* _PROBLEM_: Each entry that follows must be output without any deviation.

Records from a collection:
* Begin *
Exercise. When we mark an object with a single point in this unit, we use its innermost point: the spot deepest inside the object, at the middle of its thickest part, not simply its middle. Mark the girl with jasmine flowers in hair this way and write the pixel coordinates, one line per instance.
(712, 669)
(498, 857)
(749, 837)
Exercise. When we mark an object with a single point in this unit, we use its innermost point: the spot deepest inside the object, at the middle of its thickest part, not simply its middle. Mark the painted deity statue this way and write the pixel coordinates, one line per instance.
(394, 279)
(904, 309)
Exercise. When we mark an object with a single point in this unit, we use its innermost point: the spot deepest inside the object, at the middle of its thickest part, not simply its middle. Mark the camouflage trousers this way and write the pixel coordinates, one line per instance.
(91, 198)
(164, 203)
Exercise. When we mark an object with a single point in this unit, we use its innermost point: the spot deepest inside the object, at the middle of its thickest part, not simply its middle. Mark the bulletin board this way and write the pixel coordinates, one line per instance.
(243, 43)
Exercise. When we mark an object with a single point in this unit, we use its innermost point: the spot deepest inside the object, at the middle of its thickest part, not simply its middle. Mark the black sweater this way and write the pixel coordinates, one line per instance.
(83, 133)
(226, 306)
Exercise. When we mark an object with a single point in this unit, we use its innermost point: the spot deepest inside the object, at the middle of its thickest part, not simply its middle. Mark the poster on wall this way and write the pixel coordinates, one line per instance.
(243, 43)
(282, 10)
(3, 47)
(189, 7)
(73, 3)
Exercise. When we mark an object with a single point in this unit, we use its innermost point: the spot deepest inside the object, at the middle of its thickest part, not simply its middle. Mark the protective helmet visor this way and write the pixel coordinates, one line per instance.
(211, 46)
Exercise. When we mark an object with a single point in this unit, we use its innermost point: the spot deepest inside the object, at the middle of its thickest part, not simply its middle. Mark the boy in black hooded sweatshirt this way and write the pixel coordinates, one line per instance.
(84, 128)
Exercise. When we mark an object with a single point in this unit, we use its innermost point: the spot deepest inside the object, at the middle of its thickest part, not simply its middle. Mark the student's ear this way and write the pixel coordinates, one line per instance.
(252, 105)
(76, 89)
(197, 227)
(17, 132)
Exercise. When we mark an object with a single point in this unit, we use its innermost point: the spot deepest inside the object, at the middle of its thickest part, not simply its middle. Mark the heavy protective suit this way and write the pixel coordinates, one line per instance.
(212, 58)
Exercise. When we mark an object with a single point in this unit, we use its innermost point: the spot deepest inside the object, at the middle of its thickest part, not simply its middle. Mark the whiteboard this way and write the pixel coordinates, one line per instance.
* End *
* _TASK SOLUTION_:
Exercise. When we mark an object with a single point in this unit, we use its innermost point: the spot deepest inside the object, at the middle of its thickest part, not simply its middle. Mark the girl with jasmine flowers in hair this way and write the pixel coordinates, one line per instance.
(712, 669)
(498, 857)
(749, 837)
Exercise. When we mark an object with a single point in this unit, we use its innermost point: the spot deepest inside the object, at the middle of its thickest part, not simply its middle. Mark the painted deity statue this way and write the pixel coordinates, one line per instance.
(394, 279)
(904, 309)
Exercise. When we mark an object with a single point in this unit, we use its innermost point: the spot deepest inside the object, at the middle of its thickest part, not simply its middle. Mark the camouflage trousers this way and write the pixel coordinates, one line per instance.
(91, 198)
(164, 203)
Exercise. When we mark an object with a single point in this unit, we use its innermost point: the spot deepest inside the object, at the middle of its thickest part, not simply its middle. Mark the bulletin board this way and write the pixel coordinates, one line per instance.
(243, 43)
Exercise. When we mark an object with a single point in this unit, we use its innermost point: the spot deepest inside the object, at the middle of its thickest part, not simply its middle. Mark the black sweater this way and write the pixel coordinates, one line per instance.
(83, 133)
(226, 306)
Exercise. When we mark an object with a single point in this unit, we use its innermost point: the spot deepest inside the object, at the middle of its thickest part, not simply its middle. Mark the poster on wall this way and write the pixel coordinates, one line per instance.
(243, 43)
(282, 10)
(3, 47)
(189, 7)
(73, 3)
Exercise. When we mark an object with a single point in this unit, we use its innermost point: the spot deepest inside the object, at the middle of its thickest part, not simply its middle. Mark the protective helmet visor this way and write the pixel coordinates, one line per instance.
(211, 46)
Exercise. When we mark an object with a single point in this unit, we use its innermost point: the spot deepest inside the object, at the middle of its thickest part, not simply its middle. Mark the boy in black hooded sweatshirt this way and write the pixel coordinates, one line per instance.
(84, 128)
Exercise. When we mark an object with a single point in this unit, we use its innermost point: the spot deepest inside the object, at the middle of its thickest part, not simply its middle. Mark the student's ear this way and write the pixel coordinates, one line per instance.
(252, 105)
(76, 89)
(197, 227)
(17, 132)
Exercise. When we mark an object with a single point in this unit, we use its innermost point: the spot deepest inside the object, at the middle of its thickest part, not simply its middle. Mark the heavy protective suit this way and write the pixel coordinates, one line per instance.
(212, 58)
Exercise. When we mark an object with a single point in this unit, we use its innermost point: the spot deepest inside the object, at the middle of its thickest part, not simply its middle. Mark the whiteboard this way and write the pixel coordinates, one line per instance.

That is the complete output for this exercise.